Exercise instructions:
In this exercise, reproduce the whole listing exactly.

Dataset content:
=== Section Start ===
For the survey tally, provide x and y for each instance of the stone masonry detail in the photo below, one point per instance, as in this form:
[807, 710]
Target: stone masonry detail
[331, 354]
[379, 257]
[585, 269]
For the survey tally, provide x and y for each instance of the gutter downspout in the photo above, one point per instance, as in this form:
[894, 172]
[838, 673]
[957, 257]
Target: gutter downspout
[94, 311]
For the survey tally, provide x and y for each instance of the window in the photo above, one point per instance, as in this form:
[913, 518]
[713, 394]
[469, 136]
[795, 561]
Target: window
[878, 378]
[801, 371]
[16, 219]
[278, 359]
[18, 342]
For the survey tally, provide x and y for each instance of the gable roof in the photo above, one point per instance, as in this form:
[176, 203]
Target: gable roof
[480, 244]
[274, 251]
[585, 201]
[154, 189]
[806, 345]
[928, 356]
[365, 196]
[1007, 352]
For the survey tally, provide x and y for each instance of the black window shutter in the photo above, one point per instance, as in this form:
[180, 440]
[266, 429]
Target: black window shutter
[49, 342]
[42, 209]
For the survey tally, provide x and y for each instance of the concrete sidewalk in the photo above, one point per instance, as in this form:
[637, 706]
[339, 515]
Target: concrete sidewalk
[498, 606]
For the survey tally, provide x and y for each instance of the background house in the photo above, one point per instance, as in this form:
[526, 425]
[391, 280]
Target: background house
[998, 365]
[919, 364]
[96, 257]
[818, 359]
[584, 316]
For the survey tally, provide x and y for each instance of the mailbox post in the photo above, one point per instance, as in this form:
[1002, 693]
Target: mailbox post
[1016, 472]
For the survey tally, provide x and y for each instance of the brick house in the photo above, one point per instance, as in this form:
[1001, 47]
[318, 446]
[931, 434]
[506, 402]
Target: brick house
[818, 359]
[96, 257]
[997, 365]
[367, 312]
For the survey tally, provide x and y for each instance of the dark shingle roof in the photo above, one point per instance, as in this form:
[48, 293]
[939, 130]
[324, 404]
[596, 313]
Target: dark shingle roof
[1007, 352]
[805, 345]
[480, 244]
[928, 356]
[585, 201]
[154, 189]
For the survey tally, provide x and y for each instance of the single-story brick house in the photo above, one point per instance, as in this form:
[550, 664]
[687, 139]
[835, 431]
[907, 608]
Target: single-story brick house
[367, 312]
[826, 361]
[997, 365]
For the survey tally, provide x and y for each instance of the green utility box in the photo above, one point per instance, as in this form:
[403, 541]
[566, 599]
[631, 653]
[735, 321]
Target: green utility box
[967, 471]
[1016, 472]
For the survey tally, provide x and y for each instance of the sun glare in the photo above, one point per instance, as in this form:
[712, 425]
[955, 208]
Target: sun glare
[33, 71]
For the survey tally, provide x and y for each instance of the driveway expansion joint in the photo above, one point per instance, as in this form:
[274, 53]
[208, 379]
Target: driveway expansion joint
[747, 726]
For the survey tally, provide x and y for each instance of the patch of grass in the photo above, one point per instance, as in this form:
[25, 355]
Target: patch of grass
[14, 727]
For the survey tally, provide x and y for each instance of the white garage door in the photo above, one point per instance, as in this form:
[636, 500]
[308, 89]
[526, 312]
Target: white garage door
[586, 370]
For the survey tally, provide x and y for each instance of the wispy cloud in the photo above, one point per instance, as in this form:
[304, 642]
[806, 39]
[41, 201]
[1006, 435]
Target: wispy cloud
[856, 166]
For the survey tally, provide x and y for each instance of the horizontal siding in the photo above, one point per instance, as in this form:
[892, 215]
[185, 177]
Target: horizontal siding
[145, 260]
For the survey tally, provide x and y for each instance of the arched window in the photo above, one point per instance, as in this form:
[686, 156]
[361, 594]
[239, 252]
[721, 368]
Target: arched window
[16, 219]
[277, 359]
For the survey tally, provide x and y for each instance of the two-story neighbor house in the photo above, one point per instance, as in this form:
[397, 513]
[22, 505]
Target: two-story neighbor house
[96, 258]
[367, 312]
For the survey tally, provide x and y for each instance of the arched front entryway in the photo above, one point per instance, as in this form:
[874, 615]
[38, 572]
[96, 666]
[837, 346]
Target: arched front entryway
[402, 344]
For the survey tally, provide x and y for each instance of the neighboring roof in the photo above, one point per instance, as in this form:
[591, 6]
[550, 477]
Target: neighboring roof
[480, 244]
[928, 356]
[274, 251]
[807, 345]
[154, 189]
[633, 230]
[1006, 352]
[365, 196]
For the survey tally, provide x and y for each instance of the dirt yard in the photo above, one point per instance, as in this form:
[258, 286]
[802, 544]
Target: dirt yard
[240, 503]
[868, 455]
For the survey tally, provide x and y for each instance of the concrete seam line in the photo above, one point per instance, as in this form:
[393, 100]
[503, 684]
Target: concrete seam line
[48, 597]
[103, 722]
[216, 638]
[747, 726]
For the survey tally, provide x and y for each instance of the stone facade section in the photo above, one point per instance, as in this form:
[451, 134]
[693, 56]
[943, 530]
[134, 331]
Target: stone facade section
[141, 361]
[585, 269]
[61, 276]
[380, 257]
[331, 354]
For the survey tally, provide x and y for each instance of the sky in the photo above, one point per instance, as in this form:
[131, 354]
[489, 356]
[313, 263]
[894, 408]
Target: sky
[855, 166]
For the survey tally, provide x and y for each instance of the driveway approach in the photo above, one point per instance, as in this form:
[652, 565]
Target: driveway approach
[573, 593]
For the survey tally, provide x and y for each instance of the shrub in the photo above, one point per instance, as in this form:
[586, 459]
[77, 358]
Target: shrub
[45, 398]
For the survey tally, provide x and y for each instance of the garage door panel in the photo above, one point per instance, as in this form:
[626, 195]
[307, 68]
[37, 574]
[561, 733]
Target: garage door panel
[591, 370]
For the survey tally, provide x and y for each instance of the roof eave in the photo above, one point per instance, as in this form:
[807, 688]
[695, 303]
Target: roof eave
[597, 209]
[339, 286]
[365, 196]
=== Section End ===
Reply to the exercise:
For the survey tally, provide x and y for each instance of the stone masonry detail in the photo below, one point per instance, as in this form:
[807, 710]
Target: stone masonry detail
[331, 354]
[379, 257]
[585, 269]
For the survey tally, provide x and y for each instance of the gutter downspout in the photo above, one point per instance, as in this form:
[894, 172]
[838, 673]
[957, 257]
Target: gutter downspout
[94, 311]
For the survey tally, provide x and y for each instance of the window in the photo above, one point per instance, as in this form:
[913, 518]
[713, 394]
[469, 136]
[795, 561]
Target: window
[878, 378]
[801, 371]
[16, 219]
[278, 359]
[18, 342]
For the survey tally, provide x and y for each instance of the gable roof in the photo above, one point per instance, as in this form:
[176, 203]
Target: gable roof
[480, 244]
[274, 251]
[585, 201]
[154, 189]
[806, 345]
[928, 356]
[365, 196]
[1007, 352]
For the survey tally, provide x and y for each instance of the black window shutter in the photo above, one point per instance, as in this form:
[180, 440]
[266, 429]
Target: black window shutter
[49, 342]
[42, 209]
For the survey tally, provide x and y for each instance of the concrete sidewalk in the photo above, one point per instance, as in this form:
[637, 706]
[339, 515]
Target: concrete sidewalk
[498, 606]
For the survey tally, provide x and y for each instance of the background house in the photo above, one point per instance, as in this form:
[526, 425]
[391, 280]
Target: background house
[998, 365]
[919, 364]
[96, 257]
[818, 359]
[584, 316]
For the survey tally, provide x and y for each instance of the mailbox post in the photo above, one point per instance, as in this form:
[1002, 693]
Target: mailbox post
[1016, 472]
For the survey tally, provide x and y for each instance of the brick house in the photo above, one point per instance, as in this form:
[1001, 47]
[318, 446]
[931, 434]
[506, 402]
Target: brick house
[818, 359]
[96, 257]
[997, 365]
[367, 312]
For the survey tally, provide x and y for each instance of the dark shingle roof in the photo above, one point per instance, as in this form:
[48, 293]
[939, 130]
[324, 404]
[596, 313]
Target: dark shingle roof
[1007, 352]
[805, 345]
[480, 244]
[928, 356]
[585, 201]
[154, 189]
For the survey tally, provide x and y for each instance of the single-story brick house in the photo above, one point per instance, as in this form:
[550, 664]
[687, 139]
[835, 431]
[907, 608]
Target: single-story brick house
[367, 312]
[826, 361]
[997, 365]
For the survey tally, provide x and y for each instance of the green utility box in the photo above, one point per instance, as in this form:
[403, 541]
[566, 599]
[631, 653]
[735, 321]
Target: green utility box
[967, 471]
[1016, 472]
For the survey tally, provide x and y for each instance of the sun glare in the photo above, one point per instance, as in this form:
[712, 425]
[955, 208]
Target: sun glare
[33, 71]
For the survey tally, provide x and y for each instance of the driveway expansion joint in the photo above, one point per instance, as in this form:
[274, 53]
[208, 379]
Target: driveway expansion joint
[747, 726]
For the survey tally, provide x and y for each instance of the patch of grass in the photo above, one point per instance, as in this form:
[25, 355]
Target: patch of grass
[14, 727]
For the survey tally, provide x and y for each instance of the white garage door in the photo above, one point per instance, as in this form:
[636, 500]
[308, 89]
[526, 312]
Target: white garage door
[586, 370]
For the survey tally, provide x and y for each instance of the wispy cloud in the photo above, one point per instance, as in this form:
[304, 642]
[806, 39]
[41, 201]
[1006, 435]
Target: wispy cloud
[856, 166]
For the survey tally, provide x and y for each instance of the horizontal siding in the photo above, one point per instance, as in this form:
[892, 215]
[185, 177]
Target: horizontal siding
[145, 260]
For the survey tally, provide x and y for each instance of the arched window in the photo above, one point per instance, as in this form:
[686, 156]
[361, 594]
[239, 252]
[721, 368]
Target: arched window
[16, 219]
[277, 359]
For the survey tally, provide x and y for each instance of the two-story neighbor house in the photo above, one point per instance, as in this form:
[397, 513]
[22, 505]
Target: two-story neighbor house
[96, 258]
[367, 312]
For the survey tally, provide x and y for each instance of the arched front entryway in the photo above, one point per instance, as in this form:
[874, 615]
[38, 572]
[96, 666]
[837, 346]
Target: arched front entryway
[402, 344]
For the survey tally, provide x and y for each instance of the neighboring roof in the photo above, one point per instance, as in this form:
[591, 6]
[550, 477]
Target: neighboring roof
[480, 244]
[928, 356]
[274, 251]
[807, 345]
[154, 189]
[633, 230]
[1006, 352]
[365, 196]
For the survey tally, provide x and y for each instance of the dirt yard in the photo above, one point per instance, as in this form:
[258, 286]
[802, 544]
Target: dirt yard
[240, 503]
[868, 455]
For the survey tally, provide x and y for each instance of the concrete seam line in the photo above, one point per instance, as in this form:
[393, 100]
[503, 684]
Target: concrete seam line
[48, 597]
[103, 722]
[216, 638]
[747, 726]
For the survey tally, provide x and y for each instance of the stone facade section in the photo above, one point per instance, as in this form:
[451, 134]
[693, 56]
[943, 530]
[134, 331]
Target: stone facade section
[141, 361]
[585, 269]
[61, 276]
[380, 257]
[331, 354]
For the survey tally, provide x and y for each instance of the sky in the photo above, one point per instance, as in this form:
[131, 354]
[489, 356]
[313, 263]
[894, 408]
Target: sky
[855, 166]
For the survey tally, provide x and y for each instance of the driveway approach in the photo above, one point per instance, as in this form:
[652, 565]
Target: driveway approach
[573, 593]
For the survey tally, provide x and y for each instance of the shrub in the photo above, one point per instance, as in this form:
[586, 459]
[77, 358]
Target: shrub
[45, 398]
For the survey tally, provide x and y for each instance of the garage door panel in the photo above, one point per instance, as in this form:
[626, 195]
[307, 68]
[37, 574]
[561, 733]
Target: garage door panel
[591, 370]
For the survey tally, provide x and y for each instance of the roof eave in the photo above, one point per instance, as in this form:
[807, 688]
[695, 303]
Target: roof eave
[597, 209]
[339, 286]
[365, 196]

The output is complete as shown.